Write out the following records line for line, without any alteration.

Portion of a data file
Start

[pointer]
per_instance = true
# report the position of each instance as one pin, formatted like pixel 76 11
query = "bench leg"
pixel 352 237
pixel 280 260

End

SOLUTION TO THIS PROBLEM -
[pointer]
per_instance = true
# report the position of each instance as one pin, formatted like pixel 76 11
query = "bench leg"
pixel 352 237
pixel 280 260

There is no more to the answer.